= Instructions for the task =
From the forum post about the 22-pound cannonball, retype word for word the stretch that begins with "22 pound cannonball?" and ends with "many years ago.".
Passage for review Start Marker
22 pound cannonball?

OldSowBreath

Sr. Member
Mar 18, 2009
451
372
From another thread, here are pictures of a very heavy 22 lb cannonball, I think. I found this at a garage sale in Texas and the only provenance was that the elderly couple said their son brought it home from "back East" many years ago.

It measures 5 and 1/2 inches in diameter. Weight on a spring produce scale had it at 21 and 1/2 pounds. It's too heavy for my postal scale, and a digital bathroom scale, which seems to be very accurate except for when I'm standing on it has it as exactly 22.0 lbs. on repeated tests. This is what is shows when its only on the scale, and also with me holding it and subtracting my svelte weight. It is heavily pitted and there is an indentation like there either was a fuse hole or someone tried to drill into it years ago. I don't see how it could have held much powder as it is so heavy for its size. You'll see a slight gap in the calipers for the 5 and 1/2 inch diameter, this is because the top bar on my calipers keep it from exactly hitting the equator of the ball. Placing it between two pieces of wood on a metal ruler has it at 5 and 1/2 inches.
Passage for review End Marker
Recorded data Start Marker
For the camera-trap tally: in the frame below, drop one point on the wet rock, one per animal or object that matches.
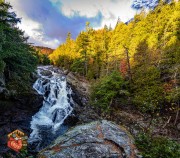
Recorded data End Marker
= Answer space =
22 pound cannonball?

OldSowBreath

Sr. Member
Mar 18, 2009
451
372
From another thread, here are pictures of a very heavy 22 lb cannonball, I think. I found this at a garage sale in Texas and the only provenance was that the elderly couple said their son brought it home from "back East" many years ago.